→ Task list
**A.** In the article on new drivers losing their licenses, what percentage of the bans resulted from driving without insurance?
**B.** Continue the article on new drivers losing their licenses from the point at which it ends.

→ Excerpt provided
Most common cause was lack of insurance
MORE THAN 11,000 drivers were banned from driving within two years of passing their test in 2019, according to official figures.
The data, obtained by AA Driving School from Driving and Vehicle Licence Agency (DVLA) records, shows that 11,125 novice drivers were banned last year. The most common reason for losing a licence was driving without insurance, which accounted for 49% of the total.
This could perhaps be due to the high cost of insurance premiums for younger drivers. The average cost of insurance for a 17-year-old driver was more than £1,700 per year in 2019, according to The Times.
However, the coronavirus lockdown is seeing insurance premiums drop, with fewer cars on the road meaning fewer collisions. The reduction in cost is biggest for younger drivers, who saw an average month-on-month decrease in 7% in their insurance premiums in March. Young drivers reportedly make up two thirds of new drivers.
The second most common reason for new drivers to lose their licence was speeding. Speeding can lead to having three points on your licence as well as a £100 fine, although in some cases you can do a speed awareness course in stead of taking points. However, the course can only be taken once every three years and more extreme cases of speeding can lead to automatic disqualification from driving.
Speeding has become rife during the pandemic, with drivers taking advantage of quieter roads to put their foot down. Last week, London Traffic Police enforced 468% more speeding offences than in the same week last year. Fifty of the 923 offences involved someone speeding over 100mph.

→ Dataset excerpts
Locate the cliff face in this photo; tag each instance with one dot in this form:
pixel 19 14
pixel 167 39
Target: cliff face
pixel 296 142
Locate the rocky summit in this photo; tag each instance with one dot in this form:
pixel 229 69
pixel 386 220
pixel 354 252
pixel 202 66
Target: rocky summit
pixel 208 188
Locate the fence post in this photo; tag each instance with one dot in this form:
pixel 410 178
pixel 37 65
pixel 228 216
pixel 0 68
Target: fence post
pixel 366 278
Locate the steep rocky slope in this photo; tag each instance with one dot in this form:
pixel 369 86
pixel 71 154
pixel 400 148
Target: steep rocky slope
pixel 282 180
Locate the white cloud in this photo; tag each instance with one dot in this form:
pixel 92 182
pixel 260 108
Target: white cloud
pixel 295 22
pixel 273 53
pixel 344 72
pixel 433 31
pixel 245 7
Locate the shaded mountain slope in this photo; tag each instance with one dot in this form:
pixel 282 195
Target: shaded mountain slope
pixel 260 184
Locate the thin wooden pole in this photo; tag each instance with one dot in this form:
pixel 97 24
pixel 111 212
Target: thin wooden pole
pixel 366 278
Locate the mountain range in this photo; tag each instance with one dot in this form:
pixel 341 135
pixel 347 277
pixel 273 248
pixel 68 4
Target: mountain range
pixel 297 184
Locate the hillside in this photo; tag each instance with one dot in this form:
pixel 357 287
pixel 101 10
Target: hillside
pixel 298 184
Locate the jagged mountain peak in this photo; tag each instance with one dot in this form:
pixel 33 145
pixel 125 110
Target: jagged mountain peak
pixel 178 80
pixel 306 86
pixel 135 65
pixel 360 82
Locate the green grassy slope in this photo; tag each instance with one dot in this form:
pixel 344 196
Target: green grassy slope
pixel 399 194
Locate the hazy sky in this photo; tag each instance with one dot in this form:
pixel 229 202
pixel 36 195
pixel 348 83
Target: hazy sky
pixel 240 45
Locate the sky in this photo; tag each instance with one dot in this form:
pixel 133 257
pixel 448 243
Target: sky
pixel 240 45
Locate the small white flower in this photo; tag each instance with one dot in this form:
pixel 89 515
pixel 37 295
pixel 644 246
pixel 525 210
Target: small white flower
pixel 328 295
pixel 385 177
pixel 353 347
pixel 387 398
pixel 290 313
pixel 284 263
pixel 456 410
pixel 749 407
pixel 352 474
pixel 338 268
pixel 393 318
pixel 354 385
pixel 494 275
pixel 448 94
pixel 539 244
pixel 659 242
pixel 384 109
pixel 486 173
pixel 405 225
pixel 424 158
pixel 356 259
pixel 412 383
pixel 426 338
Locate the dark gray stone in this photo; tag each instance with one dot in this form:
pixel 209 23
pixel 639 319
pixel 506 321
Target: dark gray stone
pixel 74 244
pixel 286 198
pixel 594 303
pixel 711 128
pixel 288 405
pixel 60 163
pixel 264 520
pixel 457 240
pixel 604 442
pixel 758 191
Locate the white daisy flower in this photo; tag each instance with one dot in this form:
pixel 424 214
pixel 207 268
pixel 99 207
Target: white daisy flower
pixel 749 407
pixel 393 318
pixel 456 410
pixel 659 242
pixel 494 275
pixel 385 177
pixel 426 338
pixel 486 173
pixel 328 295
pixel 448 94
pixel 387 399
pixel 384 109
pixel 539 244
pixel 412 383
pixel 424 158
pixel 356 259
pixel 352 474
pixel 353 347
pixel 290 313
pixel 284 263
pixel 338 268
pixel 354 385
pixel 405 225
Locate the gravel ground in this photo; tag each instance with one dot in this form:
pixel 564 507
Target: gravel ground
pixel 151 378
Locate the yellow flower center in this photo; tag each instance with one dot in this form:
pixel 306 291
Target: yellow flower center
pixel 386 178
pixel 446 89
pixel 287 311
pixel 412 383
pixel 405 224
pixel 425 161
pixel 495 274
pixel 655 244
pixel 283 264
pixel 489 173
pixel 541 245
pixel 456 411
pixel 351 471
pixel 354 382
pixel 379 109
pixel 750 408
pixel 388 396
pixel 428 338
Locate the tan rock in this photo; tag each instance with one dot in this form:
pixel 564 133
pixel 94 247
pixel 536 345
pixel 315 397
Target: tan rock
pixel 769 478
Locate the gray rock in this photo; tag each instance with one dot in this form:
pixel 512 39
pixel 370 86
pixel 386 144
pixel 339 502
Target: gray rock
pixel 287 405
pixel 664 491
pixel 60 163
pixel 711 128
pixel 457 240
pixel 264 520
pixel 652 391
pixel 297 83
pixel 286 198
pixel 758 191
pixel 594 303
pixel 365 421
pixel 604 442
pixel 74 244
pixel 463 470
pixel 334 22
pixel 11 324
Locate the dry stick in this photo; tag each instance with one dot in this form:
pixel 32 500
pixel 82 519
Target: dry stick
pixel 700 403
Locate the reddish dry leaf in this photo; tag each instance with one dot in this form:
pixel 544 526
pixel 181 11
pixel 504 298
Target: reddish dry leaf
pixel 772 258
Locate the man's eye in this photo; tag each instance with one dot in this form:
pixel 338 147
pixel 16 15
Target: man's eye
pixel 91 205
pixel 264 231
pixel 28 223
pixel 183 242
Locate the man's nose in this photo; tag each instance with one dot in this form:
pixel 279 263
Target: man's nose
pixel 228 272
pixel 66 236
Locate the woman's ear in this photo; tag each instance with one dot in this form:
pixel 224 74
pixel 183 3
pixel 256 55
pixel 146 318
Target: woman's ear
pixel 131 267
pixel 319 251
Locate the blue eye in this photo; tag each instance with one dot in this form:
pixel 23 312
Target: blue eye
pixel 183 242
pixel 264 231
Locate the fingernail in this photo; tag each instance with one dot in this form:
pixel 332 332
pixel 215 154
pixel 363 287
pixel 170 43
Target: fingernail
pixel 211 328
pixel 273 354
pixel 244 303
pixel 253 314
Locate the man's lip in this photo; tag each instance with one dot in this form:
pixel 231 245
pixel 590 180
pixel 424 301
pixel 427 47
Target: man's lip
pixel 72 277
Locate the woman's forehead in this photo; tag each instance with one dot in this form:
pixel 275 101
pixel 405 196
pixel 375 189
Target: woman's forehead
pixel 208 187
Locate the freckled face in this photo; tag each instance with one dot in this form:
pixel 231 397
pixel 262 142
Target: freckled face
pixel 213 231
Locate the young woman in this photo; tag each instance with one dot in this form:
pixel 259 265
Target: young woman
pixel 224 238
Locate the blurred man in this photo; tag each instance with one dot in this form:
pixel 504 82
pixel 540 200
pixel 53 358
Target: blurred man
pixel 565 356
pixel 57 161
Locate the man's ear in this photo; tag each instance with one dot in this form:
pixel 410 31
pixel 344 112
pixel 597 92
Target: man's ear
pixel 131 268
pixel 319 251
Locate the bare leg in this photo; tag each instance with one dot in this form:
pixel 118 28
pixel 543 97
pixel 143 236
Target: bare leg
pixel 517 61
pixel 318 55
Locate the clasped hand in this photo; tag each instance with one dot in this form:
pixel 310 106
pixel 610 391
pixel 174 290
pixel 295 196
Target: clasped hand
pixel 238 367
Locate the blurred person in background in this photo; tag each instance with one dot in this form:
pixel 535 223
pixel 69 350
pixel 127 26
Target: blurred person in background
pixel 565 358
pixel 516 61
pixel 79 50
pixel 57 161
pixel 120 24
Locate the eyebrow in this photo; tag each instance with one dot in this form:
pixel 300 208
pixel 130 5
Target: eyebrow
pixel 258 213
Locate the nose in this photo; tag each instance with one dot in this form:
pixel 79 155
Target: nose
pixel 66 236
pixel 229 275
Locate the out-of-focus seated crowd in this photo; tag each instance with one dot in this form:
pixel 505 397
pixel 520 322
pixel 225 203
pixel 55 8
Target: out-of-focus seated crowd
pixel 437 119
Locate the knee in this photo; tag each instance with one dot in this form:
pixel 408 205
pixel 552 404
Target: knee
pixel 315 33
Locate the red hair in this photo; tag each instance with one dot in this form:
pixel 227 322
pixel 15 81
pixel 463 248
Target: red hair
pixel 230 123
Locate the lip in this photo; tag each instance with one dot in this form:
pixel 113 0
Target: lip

→ Task-by-task results
**A.** 49% of the total.

**B.**
Drivers typically get their licence taken away if they accumulate 12 points, but for new drivers it is six. The Department for Transport last year announced plans to introduce a graduated licence system for young drivers after it was announced one in five drivers are involved in a crash within a year of passing their test.
Countries including the US, New Zealand and Canada have similar restrictions. According to the British Medical Journal, the introduction of the restrictions in New Zealand back in the eighties saw a dramatic drop in the number of young driver crashes.
Proposals included banning new drivers from driving at night, introducing a minimum age for passengers and introducing a minimum learning period, which would do away with intensive driving courses that aim to teach students to drive within a week or two. However, some young drivers who work jobs that involve commuting at night expressed concern. The Times reported that the proposals are still under consideration.